Collected data:

==============================

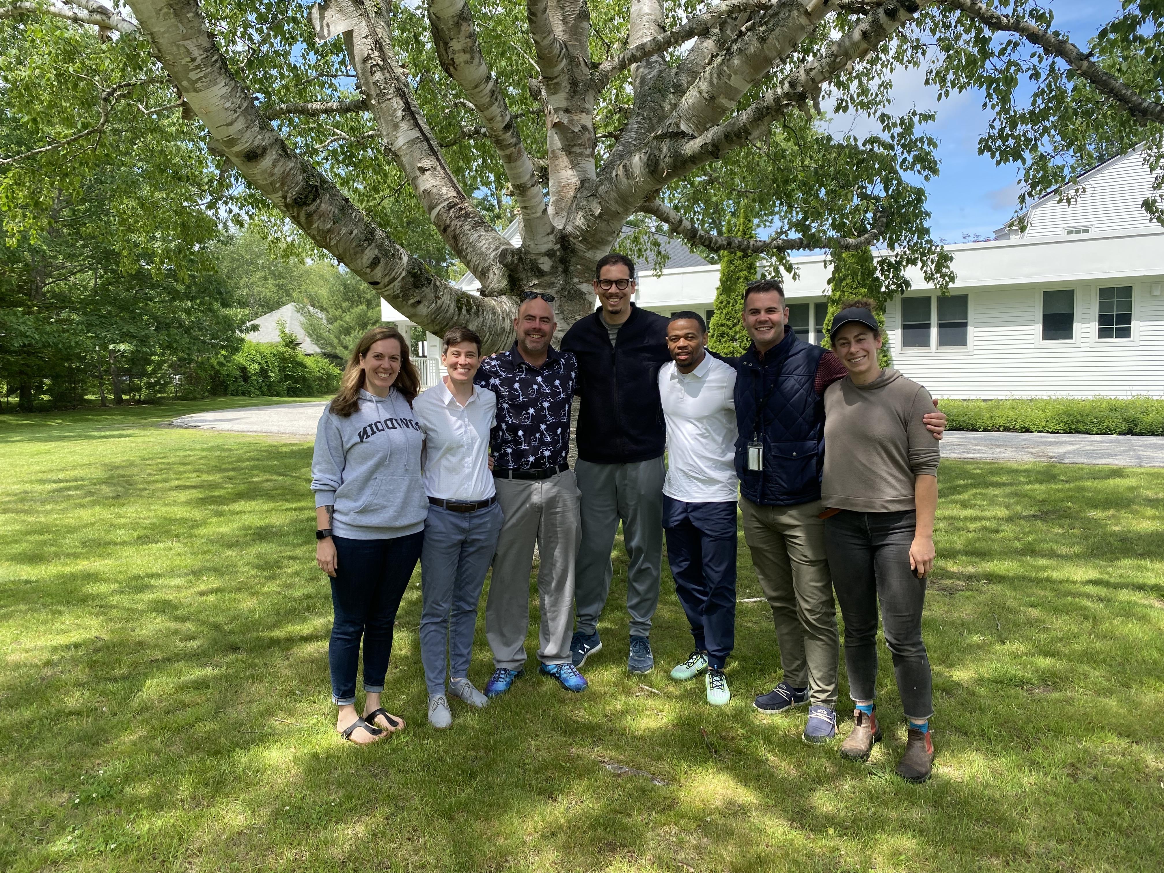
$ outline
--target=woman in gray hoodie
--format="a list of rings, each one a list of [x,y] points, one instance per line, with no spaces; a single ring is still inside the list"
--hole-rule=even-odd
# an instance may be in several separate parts
[[[428,501],[420,480],[424,433],[412,412],[420,376],[395,327],[365,333],[340,391],[319,419],[311,490],[315,559],[332,577],[327,656],[343,739],[367,744],[404,726],[379,705],[400,597],[420,559]],[[360,641],[363,716],[356,715]]]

==============================

PROBLEM DETAILS: Arrange every line of the items above as a JSON list of strings, one string per line, omitting blank lines. Leave the pictures out of the answer.

EXERCISE ANSWER:
[
  "$ outline",
  "--target=woman in gray hoodie",
  "--format=\"a list of rings, each one a list of [x,y] points, one instance per line, with no spaces; a single ring is still inside the list\"",
  "--hole-rule=even-odd",
  "# an instance may be in several separate parts",
  "[[[428,501],[420,480],[424,433],[412,412],[420,376],[395,327],[365,333],[340,391],[319,419],[311,490],[315,559],[332,577],[327,656],[343,739],[367,744],[404,726],[379,705],[400,597],[420,559]],[[360,641],[363,716],[356,715]]]"
]